# AIM OF THE EXERCISE
Can you copy, word for word, the part of the MATLAB newsgroup thread starting with "Only pharmaceutical companies" and going on through "roberson@ibd.nrc-cnrc.gc.ca (Walter Roberson)"?

Skip to Main Content Skip to Search
Login
File Exchange
MATLAB Newsgroup
Link Exchange
  Blogs  
 Contest 
MathWorks.com

Thread Subject: small data set

Subject: small data set

From: giannis

Date: 01 May, 2008 10:30:10

Message: 1 of 13

Hello.

I am doing a statistical research using KNN, neural nets and
SVM.. The problem is the very small data set (25 speciments).

I am using cross validation to resample the data but I am
not sure if my results can be accurate with such a small
data set.

can you please suggest any method to use as best as possible
 such a small data set?
thank you in advance

Subject: Re: small data set

From: Greg Heath

Date: 01 May, 2008 11:22:44

Message: 2 of 13

On May 1, 6:30=A0am, "giannis " <fanzi...@yahoo.co.uk> wrote:
> Hello.
>
> I am doing a statistical research using KNN,neuralnets and
> SVM.. The problem is the very small data set (25 speciments).
>
> I am using cross validation to resample the data but I am
> not sure if my results can be accurate with such a small
> data set.
>
> can you please suggest any method to use as best as possible
> =A0such a small data set?
> thank you in advance =A0

Bootstrapping

Search the mathworks website.

Hope this helps.

Greg

Subject: Re: small data set

From: John D'Errico

Date: 01 May, 2008 11:50:05

Message: 3 of 13

"giannis " <fanzio12@yahoo.co.uk> wrote in message
<fvc63i$qfc$1@fred.mathworks.com>...
> Hello.
>
> I am doing a statistical research using KNN, neural nets and
> SVM.. The problem is the very small data set (25 speciments).
>
> I am using cross validation to resample the data but I am
> not sure if my results can be accurate with such a small
> data set.
>
> can you please suggest any method to use as best as possible
> such a small data set?
> thank you in advance

The fact is, you only have 25 data points.

No matter how hard you squeeze that rock,
the only blood you will get from the rock
will be that amount you leave behind from
your own hands.

Only pharmaceutical companies know the
secret methodologies used to manufacture
information where none actually exists.

John

Subject: Re: small data set

From: roberson@ibd.nrc-cnrc.gc.ca (Walter Roberson)

Date: 01 May, 2008 17:49:42

Message: 4 of 13

In article <fvcapd$oc8$1@fred.mathworks.com>,
John D'Errico <woodchips@rochester.rr.com> wrote:

>The fact is, you only have 25 data points.

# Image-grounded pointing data

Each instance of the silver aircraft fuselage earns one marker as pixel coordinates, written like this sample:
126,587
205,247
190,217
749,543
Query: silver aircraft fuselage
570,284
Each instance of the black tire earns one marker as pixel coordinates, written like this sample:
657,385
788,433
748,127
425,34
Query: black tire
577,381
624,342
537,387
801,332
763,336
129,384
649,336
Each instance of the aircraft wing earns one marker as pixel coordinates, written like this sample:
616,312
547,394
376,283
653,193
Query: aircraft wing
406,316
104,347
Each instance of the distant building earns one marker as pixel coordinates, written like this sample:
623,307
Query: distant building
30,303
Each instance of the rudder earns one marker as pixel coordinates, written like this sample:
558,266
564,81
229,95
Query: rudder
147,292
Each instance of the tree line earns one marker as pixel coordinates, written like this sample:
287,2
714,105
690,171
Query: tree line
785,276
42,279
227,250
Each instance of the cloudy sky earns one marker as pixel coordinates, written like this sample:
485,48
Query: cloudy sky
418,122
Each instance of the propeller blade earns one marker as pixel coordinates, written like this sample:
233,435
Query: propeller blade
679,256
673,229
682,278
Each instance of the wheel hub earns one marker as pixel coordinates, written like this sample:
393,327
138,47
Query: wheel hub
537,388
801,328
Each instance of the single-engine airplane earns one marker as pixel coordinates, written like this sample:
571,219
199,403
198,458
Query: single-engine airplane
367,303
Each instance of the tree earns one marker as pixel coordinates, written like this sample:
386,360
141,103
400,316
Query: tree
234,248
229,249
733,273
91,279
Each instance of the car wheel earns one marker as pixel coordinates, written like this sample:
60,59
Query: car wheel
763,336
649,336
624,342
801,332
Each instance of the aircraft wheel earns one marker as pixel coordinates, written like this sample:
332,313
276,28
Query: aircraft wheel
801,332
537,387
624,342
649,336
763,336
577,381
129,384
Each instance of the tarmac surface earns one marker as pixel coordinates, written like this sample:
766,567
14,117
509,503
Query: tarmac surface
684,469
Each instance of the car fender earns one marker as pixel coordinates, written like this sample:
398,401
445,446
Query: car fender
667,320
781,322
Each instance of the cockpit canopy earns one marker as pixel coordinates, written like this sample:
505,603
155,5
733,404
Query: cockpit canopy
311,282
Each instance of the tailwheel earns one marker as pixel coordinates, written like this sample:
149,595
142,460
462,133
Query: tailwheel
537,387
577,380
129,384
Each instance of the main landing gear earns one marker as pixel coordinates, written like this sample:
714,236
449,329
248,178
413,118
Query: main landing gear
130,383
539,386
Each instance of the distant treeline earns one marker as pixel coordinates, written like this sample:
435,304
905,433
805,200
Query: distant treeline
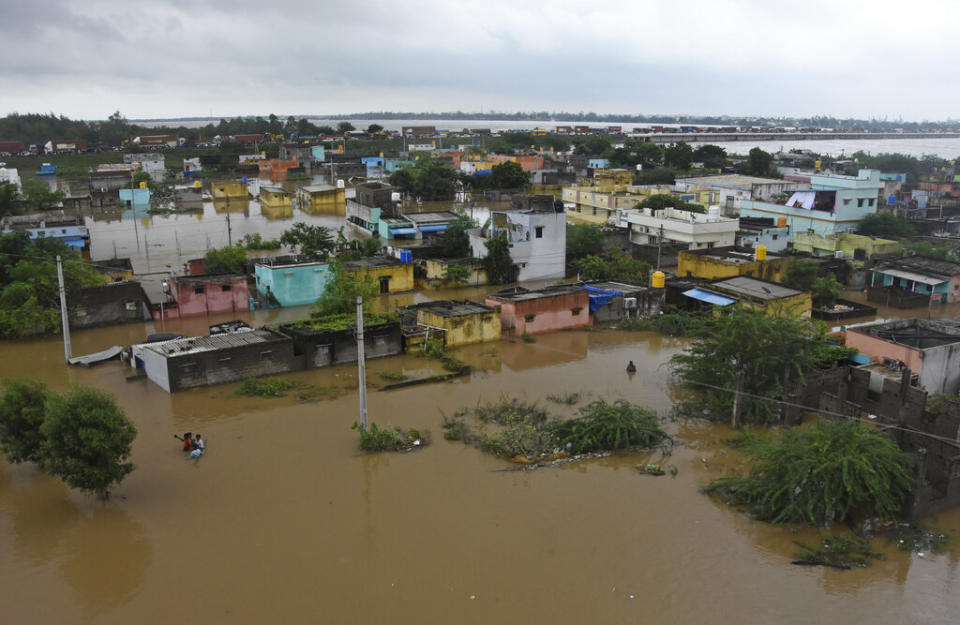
34,128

# ANSWER FOR THIS EXERCISE
Only pharmaceutical companies know the
secret methodologies used to manufacture
information where none actually exists.

John

Subject: Re: small data set

From: roberson@ibd.nrc-cnrc.gc.ca (Walter Roberson)